> _EXERCISE A_: Write out the passage of the Crazy for You review from "In a show packed" to "the Daily Mail.", word for word.
> _EXERCISE B_: According to the Crazy for You review, in which town is the theater that Bobby is sent to foreclose on?

> _DOCUMENT EXCERPT_:

In Review

Crazy for You review: a ‘divine’ revival that will ‘knock you for six’

Musical theatre ‘doesn’t get any better’ than this Chichester Festival production

Chichester has a monster hit on its hands with this “divine” revival of Crazy for You, said Arifa Akbar in The Guardian. First staged on Broadway in 1992, it is largely based on George and Ira Gershwin’s 1930 musical Girl Crazy, but it incorporates some classic numbers from other parts of the Gershwin oeuvre.

The show’s original choreographer, Susan Stroman, also directs, and the result is “spectacular entertainment” – a giddy feast of irresistible physical comedy and punning wisecracks, infectious melodies and, perhaps best of all, a fabulous “whirligig” of dancing – “tap, ballroom, chorus-line and balletic movement, all effortlessly athletic”.

This “magnificent” production will “knock you for six”, agreed Dominic Cavendish in The Daily Telegraph. As with Cole Porter’s Anything Goes (1934), its theme is a simple one, about that relatable “yearning to break free, escape the rat race and follow your passion”.

Bobby, the scion of a New York banking family, is sent to foreclose on an ailing theatre in the small town of Deadrock, Nevada – but on arrival he is instantly smitten by the place, and by Polly, the young woman who runs it.

The madcap plot that follows loads an awful lot onto the “shoulders (and dancing shoes) of Charlie Stemp”, who plays “the banker with a heart of gold”, but he is simply sensational. He switches deftly between “rubber-limbed goofball and epitome of debonair charm”, and achieves an apparent “weightlessness in his waltzes, quick-turns and tap frenzies you never tire of watching”. And he is matched for “poise and sparkle” by Carly Anderson as Polly.

In a show packed with classic numbers (including Someone to Watch Over Me and Nice Work If You Can Get It), Anderson has the best tunes, and she sings them beautifully, said Patrick Marmion in the Daily Mail.

As for Stemp, he displays the “physical comedy of Norman Wisdom and the dancefloor artistry of Fred Astaire”, confirming his place as a true star of the genre. Musical theatre really “doesn’t get any better than this”.

[Records in a dataset]
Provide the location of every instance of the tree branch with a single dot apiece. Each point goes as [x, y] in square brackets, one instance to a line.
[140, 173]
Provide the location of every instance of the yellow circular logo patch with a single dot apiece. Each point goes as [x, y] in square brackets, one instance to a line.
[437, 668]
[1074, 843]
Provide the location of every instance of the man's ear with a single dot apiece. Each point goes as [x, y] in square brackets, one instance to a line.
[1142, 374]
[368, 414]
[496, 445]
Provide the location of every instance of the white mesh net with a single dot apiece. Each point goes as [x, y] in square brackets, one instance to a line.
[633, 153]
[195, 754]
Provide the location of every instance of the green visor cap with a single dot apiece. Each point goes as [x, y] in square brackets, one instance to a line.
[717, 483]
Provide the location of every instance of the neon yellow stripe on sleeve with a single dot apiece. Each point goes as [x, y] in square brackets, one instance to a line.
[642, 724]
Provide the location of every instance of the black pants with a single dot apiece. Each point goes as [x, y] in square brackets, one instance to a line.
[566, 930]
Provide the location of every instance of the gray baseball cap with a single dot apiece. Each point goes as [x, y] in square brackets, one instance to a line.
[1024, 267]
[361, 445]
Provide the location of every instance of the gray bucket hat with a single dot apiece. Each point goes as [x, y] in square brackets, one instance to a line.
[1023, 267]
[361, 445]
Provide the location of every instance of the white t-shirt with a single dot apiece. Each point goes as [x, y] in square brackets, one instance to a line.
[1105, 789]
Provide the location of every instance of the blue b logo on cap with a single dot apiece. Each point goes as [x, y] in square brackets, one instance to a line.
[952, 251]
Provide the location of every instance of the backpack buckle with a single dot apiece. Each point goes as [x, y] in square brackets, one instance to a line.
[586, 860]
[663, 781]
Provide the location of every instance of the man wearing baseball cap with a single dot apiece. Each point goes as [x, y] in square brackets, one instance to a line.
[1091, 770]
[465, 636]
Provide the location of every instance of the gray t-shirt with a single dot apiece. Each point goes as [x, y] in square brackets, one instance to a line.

> _PROBLEM SOLUTION A_:
In a show packed with classic numbers (including Someone to Watch Over Me and Nice Work If You Can Get It), Anderson has the best tunes, and she sings them beautifully, said Patrick Marmion in the Daily Mail.

> _PROBLEM SOLUTION B_: Deadrock, Nevada.